__ACTION ITEM__: Copy out the passage about Nichkhun's schooling and training in full, word for word.

__TEXT PASSAGE__:
In order to let their children understand their own culture and learn the language, the family decided to move back to Thailand and resided in the Bangkok suburbs where Nichkhun and his siblings attended local schools. He had no inclination towards the performing arts as a child and was a competitive badminton player. At the age of twelve, he boarded at Whanganui Collegiate School in New Zealand for a year and a half, before returning to Rancho Cucamonga. He attended Etiwanda High School before transferring to Los Osos High School.

Nichkhun was scouted by a scout manager of JYP Entertainment at the Los Angeles Korean Music Festival as a high school senior and offered a trainee contract, despite having no background in singing or dancing. In 2006, he moved to South Korea for training, becoming the first non-ethnic Korean trainee at the company.

__STUDY MATERIAL__:
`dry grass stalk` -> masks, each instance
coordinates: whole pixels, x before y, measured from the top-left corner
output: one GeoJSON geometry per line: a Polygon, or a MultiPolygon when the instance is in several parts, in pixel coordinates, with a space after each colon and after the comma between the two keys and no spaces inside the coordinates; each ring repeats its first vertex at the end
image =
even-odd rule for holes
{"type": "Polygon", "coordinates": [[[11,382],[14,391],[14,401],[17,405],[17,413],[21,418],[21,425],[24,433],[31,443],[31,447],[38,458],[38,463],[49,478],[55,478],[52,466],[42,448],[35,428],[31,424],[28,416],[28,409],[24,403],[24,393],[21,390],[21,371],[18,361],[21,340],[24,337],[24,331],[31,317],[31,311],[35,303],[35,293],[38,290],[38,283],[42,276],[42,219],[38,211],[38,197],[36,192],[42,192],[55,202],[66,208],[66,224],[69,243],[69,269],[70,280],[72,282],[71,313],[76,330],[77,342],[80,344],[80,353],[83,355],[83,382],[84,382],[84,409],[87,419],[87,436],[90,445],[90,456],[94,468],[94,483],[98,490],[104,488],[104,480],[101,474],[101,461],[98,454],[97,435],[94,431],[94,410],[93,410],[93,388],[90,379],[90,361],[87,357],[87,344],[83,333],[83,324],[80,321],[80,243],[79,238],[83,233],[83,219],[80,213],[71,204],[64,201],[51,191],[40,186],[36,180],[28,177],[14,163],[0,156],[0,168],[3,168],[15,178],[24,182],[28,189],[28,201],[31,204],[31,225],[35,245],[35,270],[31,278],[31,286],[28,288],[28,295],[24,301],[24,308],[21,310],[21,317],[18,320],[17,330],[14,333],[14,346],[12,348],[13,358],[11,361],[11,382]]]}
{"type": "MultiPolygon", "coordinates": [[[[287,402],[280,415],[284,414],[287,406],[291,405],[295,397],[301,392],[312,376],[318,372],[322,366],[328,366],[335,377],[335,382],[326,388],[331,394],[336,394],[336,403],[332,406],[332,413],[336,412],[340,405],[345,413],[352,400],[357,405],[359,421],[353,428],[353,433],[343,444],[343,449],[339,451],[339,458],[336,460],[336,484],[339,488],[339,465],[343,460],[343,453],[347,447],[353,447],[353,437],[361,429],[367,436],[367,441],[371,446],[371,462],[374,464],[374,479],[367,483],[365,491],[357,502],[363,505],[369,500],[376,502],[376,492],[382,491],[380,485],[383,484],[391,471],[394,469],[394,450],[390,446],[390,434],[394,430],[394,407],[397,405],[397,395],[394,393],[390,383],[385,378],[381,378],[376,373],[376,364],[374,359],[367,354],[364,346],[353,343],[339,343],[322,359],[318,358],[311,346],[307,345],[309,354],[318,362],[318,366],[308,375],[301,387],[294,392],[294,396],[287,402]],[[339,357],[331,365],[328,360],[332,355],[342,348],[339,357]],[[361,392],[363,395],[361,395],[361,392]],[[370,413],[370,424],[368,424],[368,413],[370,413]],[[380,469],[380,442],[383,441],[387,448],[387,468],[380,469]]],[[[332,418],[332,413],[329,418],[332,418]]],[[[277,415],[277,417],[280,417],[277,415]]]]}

__ANSWER TO THIS EXERCISE__:
In order to let their children understand their own culture and learn the language, the family decided to move back to Thailand and resided in the Bangkok suburbs where Nichkhun and his siblings attended local schools. He had no inclination towards the performing arts as a child and was a competitive badminton player. At the age of twelve, he boarded at Whanganui Collegiate School in New Zealand for a year and a half, before returning to Rancho Cucamonga. He attended Etiwanda High School before transferring to Los Osos High School.

Nichkhun was scouted by a scout manager of JYP Entertainment at the Los Angeles Korean Music Festival as a high school senior and offered a trainee contract, despite having no background in singing or dancing. In 2006, he moved to South Korea for training, becoming the first non-ethnic Korean trainee at the company.